## SUPPLIED ENTRIES
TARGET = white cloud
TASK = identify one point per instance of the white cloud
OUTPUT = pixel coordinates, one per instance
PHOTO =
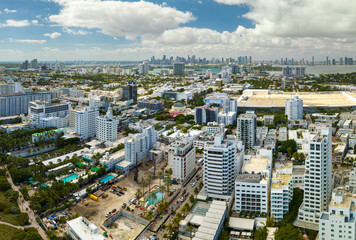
(120, 18)
(32, 41)
(6, 10)
(15, 23)
(75, 32)
(53, 35)
(301, 18)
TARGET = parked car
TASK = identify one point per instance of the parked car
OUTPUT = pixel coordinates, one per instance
(153, 237)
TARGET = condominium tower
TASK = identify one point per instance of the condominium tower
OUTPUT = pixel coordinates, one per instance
(318, 182)
(246, 129)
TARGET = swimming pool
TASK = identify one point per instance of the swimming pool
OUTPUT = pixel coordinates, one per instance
(159, 197)
(69, 178)
(106, 179)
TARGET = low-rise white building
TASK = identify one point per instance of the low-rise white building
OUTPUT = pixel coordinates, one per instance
(339, 222)
(252, 185)
(82, 229)
(109, 161)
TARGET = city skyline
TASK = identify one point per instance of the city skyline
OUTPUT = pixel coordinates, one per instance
(116, 31)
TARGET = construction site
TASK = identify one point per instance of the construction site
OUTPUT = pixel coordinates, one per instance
(105, 207)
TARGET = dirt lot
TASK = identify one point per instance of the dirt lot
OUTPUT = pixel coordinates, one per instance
(124, 228)
(95, 211)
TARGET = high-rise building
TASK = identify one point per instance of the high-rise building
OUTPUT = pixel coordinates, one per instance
(318, 182)
(139, 145)
(44, 114)
(281, 190)
(143, 68)
(178, 68)
(181, 157)
(226, 103)
(106, 127)
(10, 87)
(15, 104)
(34, 64)
(221, 165)
(130, 92)
(205, 114)
(339, 222)
(246, 129)
(85, 120)
(294, 108)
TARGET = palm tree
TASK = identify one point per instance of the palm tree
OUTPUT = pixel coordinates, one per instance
(143, 185)
(138, 193)
(196, 191)
(176, 221)
(170, 228)
(162, 188)
(190, 229)
(160, 175)
(149, 179)
(153, 196)
(168, 182)
(150, 215)
(170, 171)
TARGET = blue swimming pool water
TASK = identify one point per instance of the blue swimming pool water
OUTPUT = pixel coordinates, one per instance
(159, 196)
(69, 178)
(106, 178)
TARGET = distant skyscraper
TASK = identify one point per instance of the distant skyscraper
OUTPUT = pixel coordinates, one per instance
(130, 91)
(178, 68)
(143, 68)
(34, 64)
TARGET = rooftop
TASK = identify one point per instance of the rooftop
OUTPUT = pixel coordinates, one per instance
(255, 165)
(281, 180)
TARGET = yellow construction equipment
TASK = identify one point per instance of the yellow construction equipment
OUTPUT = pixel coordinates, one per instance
(95, 198)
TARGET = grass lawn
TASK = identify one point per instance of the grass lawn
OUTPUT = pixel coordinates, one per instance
(8, 217)
(11, 233)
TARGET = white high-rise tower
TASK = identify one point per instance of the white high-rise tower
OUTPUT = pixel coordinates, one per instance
(318, 182)
(294, 108)
(106, 127)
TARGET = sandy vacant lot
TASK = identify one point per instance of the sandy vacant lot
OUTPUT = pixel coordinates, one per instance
(309, 99)
(125, 229)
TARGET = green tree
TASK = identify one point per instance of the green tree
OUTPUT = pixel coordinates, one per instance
(288, 232)
(261, 233)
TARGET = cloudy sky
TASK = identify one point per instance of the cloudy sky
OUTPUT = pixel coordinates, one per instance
(136, 30)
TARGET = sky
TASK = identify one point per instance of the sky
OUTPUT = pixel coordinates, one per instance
(114, 30)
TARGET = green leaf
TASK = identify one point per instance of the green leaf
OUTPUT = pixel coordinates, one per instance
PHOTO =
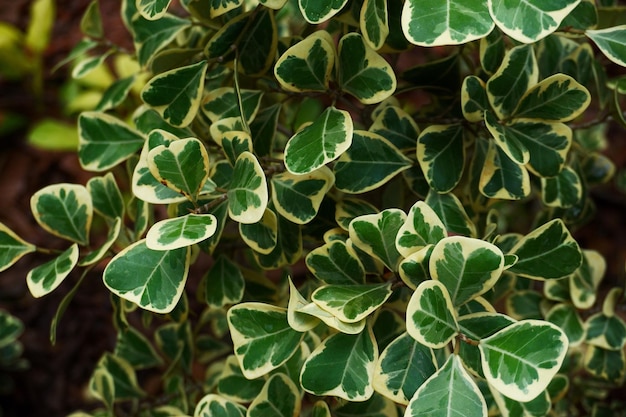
(474, 99)
(150, 36)
(133, 347)
(144, 185)
(152, 9)
(611, 42)
(606, 364)
(441, 22)
(376, 235)
(106, 196)
(182, 165)
(538, 250)
(261, 236)
(547, 144)
(350, 208)
(362, 72)
(104, 141)
(523, 371)
(330, 320)
(319, 143)
(181, 231)
(213, 405)
(492, 50)
(421, 228)
(413, 269)
(584, 282)
(370, 162)
(298, 197)
(431, 316)
(234, 385)
(402, 368)
(450, 391)
(441, 155)
(223, 283)
(563, 190)
(288, 245)
(376, 406)
(96, 255)
(566, 317)
(351, 303)
(65, 210)
(397, 126)
(558, 98)
(47, 277)
(517, 73)
(528, 21)
(475, 327)
(316, 11)
(258, 44)
(451, 212)
(508, 139)
(297, 320)
(263, 129)
(467, 267)
(158, 277)
(373, 22)
(247, 193)
(524, 304)
(336, 263)
(343, 366)
(176, 94)
(262, 337)
(223, 102)
(12, 247)
(501, 177)
(606, 332)
(279, 398)
(51, 134)
(307, 65)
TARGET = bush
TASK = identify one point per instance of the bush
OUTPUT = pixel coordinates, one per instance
(382, 190)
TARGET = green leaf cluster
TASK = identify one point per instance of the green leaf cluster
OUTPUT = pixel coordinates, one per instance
(309, 211)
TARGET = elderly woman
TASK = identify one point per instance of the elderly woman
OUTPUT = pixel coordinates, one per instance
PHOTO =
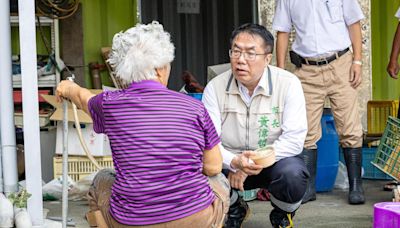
(164, 145)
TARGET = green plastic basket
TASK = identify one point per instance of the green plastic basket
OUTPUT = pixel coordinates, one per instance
(387, 156)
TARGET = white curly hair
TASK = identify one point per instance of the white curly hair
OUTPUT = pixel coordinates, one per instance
(138, 51)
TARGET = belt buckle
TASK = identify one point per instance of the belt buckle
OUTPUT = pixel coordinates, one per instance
(322, 62)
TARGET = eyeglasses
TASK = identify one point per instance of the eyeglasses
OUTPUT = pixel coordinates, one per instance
(235, 54)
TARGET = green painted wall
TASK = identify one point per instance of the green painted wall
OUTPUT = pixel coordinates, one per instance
(383, 28)
(101, 20)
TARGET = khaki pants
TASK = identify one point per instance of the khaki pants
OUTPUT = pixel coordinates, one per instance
(332, 81)
(213, 216)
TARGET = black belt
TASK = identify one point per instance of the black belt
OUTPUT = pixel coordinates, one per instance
(326, 60)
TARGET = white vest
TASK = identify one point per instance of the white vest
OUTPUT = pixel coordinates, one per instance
(250, 127)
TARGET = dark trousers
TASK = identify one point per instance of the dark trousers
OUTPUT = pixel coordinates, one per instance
(286, 180)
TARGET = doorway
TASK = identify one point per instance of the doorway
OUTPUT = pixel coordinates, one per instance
(200, 30)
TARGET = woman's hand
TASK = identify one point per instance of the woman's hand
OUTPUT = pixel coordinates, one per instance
(64, 89)
(237, 179)
(244, 163)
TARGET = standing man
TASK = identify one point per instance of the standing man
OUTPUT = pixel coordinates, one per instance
(254, 105)
(325, 30)
(393, 65)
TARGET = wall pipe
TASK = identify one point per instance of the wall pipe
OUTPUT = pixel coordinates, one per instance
(33, 173)
(1, 168)
(8, 144)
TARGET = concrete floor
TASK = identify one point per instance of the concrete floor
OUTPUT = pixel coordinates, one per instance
(330, 210)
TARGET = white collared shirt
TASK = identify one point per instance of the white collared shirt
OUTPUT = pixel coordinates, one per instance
(321, 25)
(294, 121)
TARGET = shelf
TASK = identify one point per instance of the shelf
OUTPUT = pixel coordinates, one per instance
(43, 20)
(43, 81)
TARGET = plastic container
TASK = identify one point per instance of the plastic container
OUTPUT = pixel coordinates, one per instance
(197, 96)
(80, 167)
(387, 156)
(328, 154)
(369, 170)
(377, 114)
(387, 215)
(249, 195)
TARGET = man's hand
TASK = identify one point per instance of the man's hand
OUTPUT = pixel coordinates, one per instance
(237, 179)
(355, 75)
(393, 69)
(244, 163)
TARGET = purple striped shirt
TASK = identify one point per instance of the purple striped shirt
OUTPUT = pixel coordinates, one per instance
(157, 138)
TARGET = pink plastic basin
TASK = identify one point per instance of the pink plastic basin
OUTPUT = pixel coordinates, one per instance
(387, 215)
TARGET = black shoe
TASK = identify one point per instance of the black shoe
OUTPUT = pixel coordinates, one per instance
(237, 213)
(281, 219)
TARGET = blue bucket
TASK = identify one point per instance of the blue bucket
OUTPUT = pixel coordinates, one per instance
(328, 154)
(197, 96)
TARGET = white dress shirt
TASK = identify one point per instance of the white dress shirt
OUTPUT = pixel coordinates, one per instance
(294, 121)
(321, 25)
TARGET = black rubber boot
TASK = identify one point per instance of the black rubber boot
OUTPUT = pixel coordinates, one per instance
(310, 159)
(237, 213)
(279, 218)
(353, 158)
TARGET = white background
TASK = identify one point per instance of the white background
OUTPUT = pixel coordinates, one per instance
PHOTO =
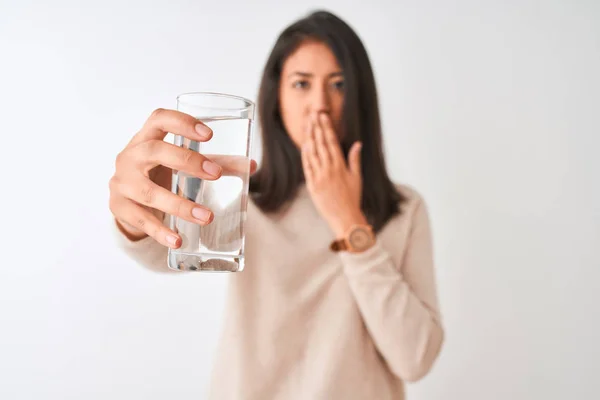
(489, 109)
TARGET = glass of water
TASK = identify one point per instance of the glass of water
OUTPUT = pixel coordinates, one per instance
(218, 246)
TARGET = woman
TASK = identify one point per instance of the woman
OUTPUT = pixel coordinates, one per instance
(304, 321)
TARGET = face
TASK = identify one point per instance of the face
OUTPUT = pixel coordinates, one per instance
(311, 83)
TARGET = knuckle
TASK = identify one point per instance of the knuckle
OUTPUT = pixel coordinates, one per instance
(151, 147)
(187, 156)
(113, 184)
(140, 223)
(147, 194)
(113, 204)
(180, 208)
(120, 159)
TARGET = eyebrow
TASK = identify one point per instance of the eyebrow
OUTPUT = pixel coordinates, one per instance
(309, 75)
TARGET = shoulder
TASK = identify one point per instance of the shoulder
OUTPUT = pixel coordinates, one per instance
(413, 197)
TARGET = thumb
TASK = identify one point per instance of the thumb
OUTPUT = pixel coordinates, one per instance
(354, 158)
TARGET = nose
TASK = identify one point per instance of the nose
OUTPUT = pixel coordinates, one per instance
(320, 101)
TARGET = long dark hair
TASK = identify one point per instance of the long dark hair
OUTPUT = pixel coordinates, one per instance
(281, 174)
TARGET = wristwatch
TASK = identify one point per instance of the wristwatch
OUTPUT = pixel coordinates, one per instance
(358, 238)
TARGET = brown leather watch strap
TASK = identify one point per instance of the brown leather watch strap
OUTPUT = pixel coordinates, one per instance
(338, 245)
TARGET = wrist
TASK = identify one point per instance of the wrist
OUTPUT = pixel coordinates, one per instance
(342, 224)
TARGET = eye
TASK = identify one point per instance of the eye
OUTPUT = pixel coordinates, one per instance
(339, 85)
(300, 84)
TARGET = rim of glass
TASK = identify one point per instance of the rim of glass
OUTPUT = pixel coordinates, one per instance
(247, 103)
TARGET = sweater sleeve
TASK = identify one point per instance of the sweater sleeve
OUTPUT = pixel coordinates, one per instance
(399, 303)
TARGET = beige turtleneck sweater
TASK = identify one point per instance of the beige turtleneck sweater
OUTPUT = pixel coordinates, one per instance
(304, 323)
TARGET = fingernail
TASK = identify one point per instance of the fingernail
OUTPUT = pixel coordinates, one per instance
(201, 214)
(203, 130)
(172, 240)
(211, 168)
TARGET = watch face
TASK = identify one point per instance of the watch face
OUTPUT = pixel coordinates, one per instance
(360, 238)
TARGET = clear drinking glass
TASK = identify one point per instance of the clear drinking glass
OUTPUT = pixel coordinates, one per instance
(218, 246)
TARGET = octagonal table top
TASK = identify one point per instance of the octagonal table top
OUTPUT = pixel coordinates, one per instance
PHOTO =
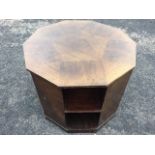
(76, 53)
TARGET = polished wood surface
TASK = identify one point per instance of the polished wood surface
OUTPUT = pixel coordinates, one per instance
(79, 53)
(80, 70)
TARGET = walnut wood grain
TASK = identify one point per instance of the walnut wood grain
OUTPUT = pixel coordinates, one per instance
(79, 53)
(80, 70)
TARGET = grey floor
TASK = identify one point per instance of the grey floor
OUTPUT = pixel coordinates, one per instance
(20, 110)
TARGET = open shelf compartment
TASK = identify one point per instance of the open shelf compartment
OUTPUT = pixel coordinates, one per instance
(83, 99)
(82, 121)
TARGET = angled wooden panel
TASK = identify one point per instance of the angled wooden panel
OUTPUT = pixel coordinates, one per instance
(51, 99)
(113, 97)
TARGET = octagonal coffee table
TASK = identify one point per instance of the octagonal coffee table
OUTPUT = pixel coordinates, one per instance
(80, 69)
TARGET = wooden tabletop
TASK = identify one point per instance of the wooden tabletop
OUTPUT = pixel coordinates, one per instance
(77, 53)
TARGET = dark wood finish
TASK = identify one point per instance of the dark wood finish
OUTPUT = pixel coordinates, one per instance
(80, 70)
(51, 98)
(78, 100)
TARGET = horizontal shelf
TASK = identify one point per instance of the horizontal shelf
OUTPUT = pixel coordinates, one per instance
(83, 99)
(82, 121)
(82, 111)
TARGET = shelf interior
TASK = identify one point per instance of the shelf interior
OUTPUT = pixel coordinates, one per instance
(77, 121)
(83, 99)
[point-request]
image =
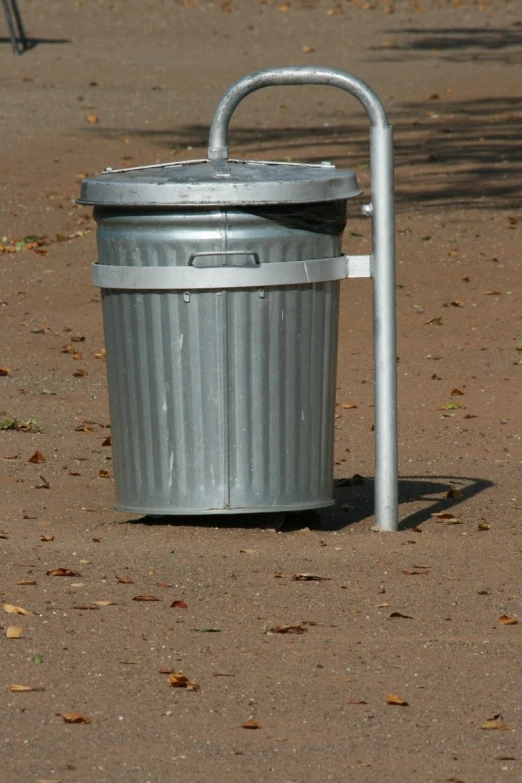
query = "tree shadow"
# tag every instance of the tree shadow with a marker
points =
(354, 503)
(462, 154)
(32, 43)
(454, 44)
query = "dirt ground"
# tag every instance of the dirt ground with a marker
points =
(415, 614)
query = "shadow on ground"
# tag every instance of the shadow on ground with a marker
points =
(454, 44)
(354, 502)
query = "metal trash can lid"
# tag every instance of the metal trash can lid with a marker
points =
(219, 183)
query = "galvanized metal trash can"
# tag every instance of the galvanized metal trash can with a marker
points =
(220, 289)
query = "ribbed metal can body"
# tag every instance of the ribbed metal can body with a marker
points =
(221, 401)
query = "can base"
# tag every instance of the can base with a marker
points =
(186, 512)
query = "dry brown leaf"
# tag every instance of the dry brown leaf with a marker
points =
(179, 680)
(145, 598)
(444, 516)
(494, 724)
(14, 631)
(391, 698)
(75, 717)
(62, 572)
(12, 609)
(37, 458)
(310, 578)
(454, 493)
(507, 620)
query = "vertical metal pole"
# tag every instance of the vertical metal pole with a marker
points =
(384, 330)
(10, 26)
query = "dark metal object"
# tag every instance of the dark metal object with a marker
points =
(15, 26)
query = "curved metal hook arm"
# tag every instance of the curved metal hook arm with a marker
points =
(270, 77)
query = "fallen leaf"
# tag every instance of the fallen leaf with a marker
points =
(446, 517)
(14, 631)
(507, 620)
(494, 724)
(454, 493)
(145, 598)
(62, 572)
(74, 717)
(12, 609)
(391, 698)
(311, 578)
(179, 680)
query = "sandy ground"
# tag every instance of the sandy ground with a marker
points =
(415, 614)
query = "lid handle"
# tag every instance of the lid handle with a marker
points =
(270, 77)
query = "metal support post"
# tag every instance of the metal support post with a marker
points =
(15, 26)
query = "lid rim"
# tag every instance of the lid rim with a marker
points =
(198, 183)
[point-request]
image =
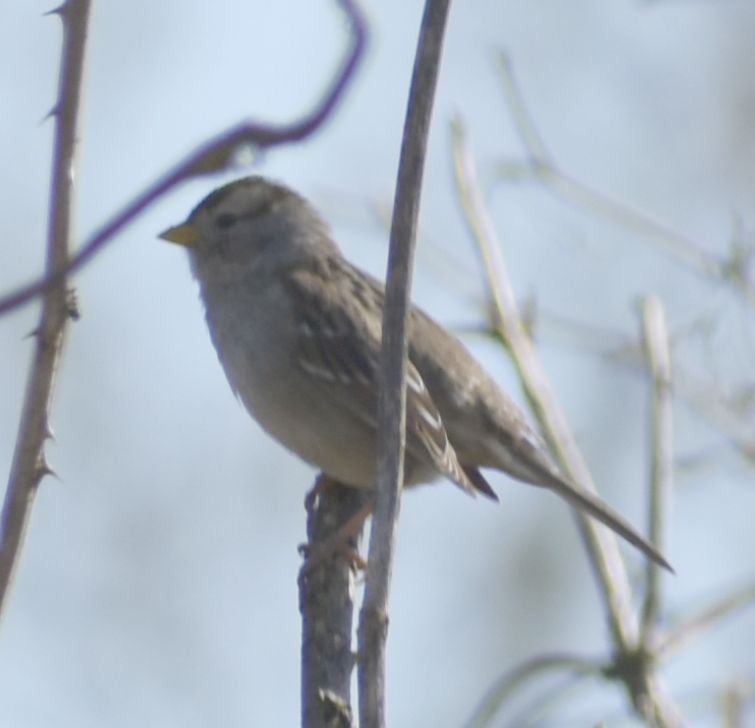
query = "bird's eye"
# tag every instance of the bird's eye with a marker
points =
(225, 220)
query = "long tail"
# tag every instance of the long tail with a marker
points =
(595, 507)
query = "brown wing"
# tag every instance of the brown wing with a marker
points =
(339, 346)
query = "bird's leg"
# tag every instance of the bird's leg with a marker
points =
(327, 537)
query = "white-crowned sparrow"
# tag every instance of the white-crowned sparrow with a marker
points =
(298, 328)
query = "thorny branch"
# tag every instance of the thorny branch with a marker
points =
(29, 465)
(212, 156)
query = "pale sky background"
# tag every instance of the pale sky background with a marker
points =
(157, 585)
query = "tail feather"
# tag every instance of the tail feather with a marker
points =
(595, 507)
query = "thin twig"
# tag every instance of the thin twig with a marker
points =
(326, 603)
(540, 165)
(601, 544)
(508, 684)
(212, 156)
(658, 356)
(631, 665)
(373, 624)
(29, 465)
(698, 624)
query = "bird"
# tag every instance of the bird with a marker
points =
(298, 328)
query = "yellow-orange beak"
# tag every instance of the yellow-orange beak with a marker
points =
(184, 234)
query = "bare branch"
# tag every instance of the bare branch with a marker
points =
(326, 603)
(601, 545)
(392, 398)
(632, 665)
(212, 156)
(658, 357)
(540, 166)
(29, 466)
(696, 625)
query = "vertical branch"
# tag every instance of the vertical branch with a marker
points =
(601, 544)
(326, 603)
(661, 432)
(392, 401)
(632, 665)
(29, 466)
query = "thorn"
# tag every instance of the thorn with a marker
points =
(72, 305)
(43, 469)
(51, 114)
(49, 434)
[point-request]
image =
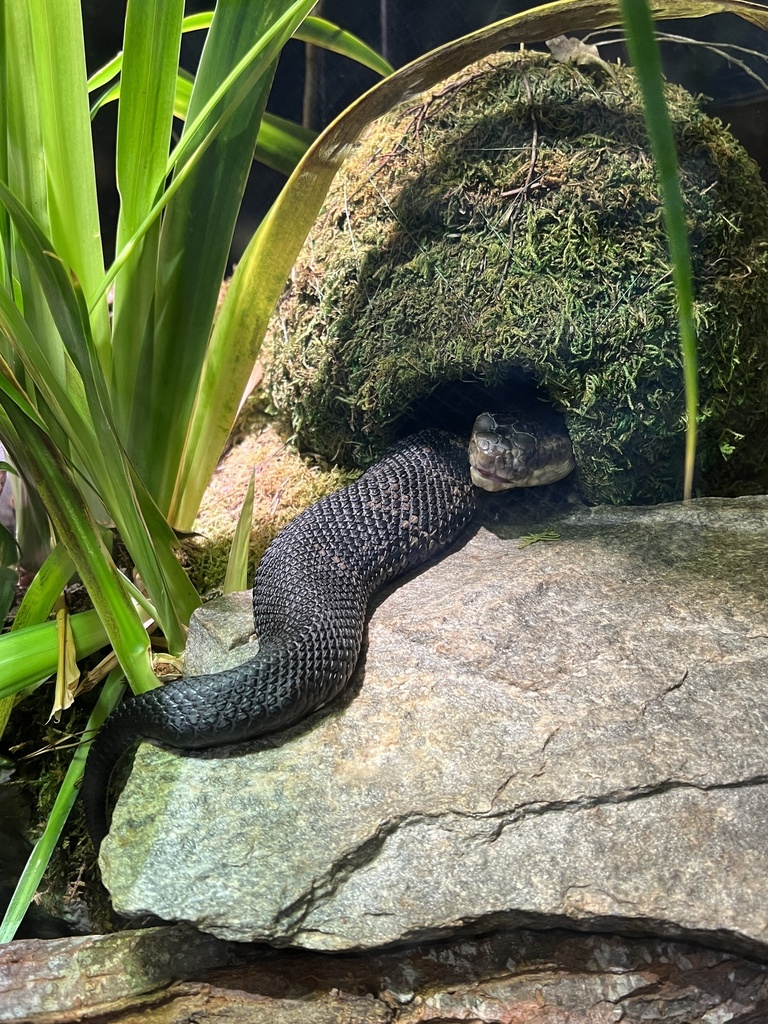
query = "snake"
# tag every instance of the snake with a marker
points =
(312, 588)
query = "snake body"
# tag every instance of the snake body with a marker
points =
(310, 595)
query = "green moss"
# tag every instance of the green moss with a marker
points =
(509, 224)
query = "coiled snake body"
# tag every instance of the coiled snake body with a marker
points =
(310, 596)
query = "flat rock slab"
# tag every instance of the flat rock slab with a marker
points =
(569, 733)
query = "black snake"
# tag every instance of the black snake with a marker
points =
(311, 592)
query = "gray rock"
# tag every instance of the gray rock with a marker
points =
(569, 733)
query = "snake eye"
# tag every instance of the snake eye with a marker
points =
(485, 423)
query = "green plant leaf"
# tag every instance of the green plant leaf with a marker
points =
(646, 59)
(237, 566)
(282, 143)
(220, 131)
(72, 520)
(60, 83)
(45, 589)
(29, 655)
(41, 854)
(328, 36)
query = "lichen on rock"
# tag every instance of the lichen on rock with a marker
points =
(506, 227)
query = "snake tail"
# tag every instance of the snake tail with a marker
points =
(310, 597)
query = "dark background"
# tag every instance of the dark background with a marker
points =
(314, 86)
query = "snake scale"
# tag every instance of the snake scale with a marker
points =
(310, 597)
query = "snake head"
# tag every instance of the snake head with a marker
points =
(510, 451)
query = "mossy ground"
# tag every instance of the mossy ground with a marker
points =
(508, 227)
(285, 483)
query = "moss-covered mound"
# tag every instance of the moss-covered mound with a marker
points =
(506, 229)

## TASK BRIEF
Gather all lines with the string "long" from the data.

## ANSWER
TARGET = long dark hair
TASK = identify one point per instance of the long dark hair
query = "long tail"
# tag every instance of the long tail with a marker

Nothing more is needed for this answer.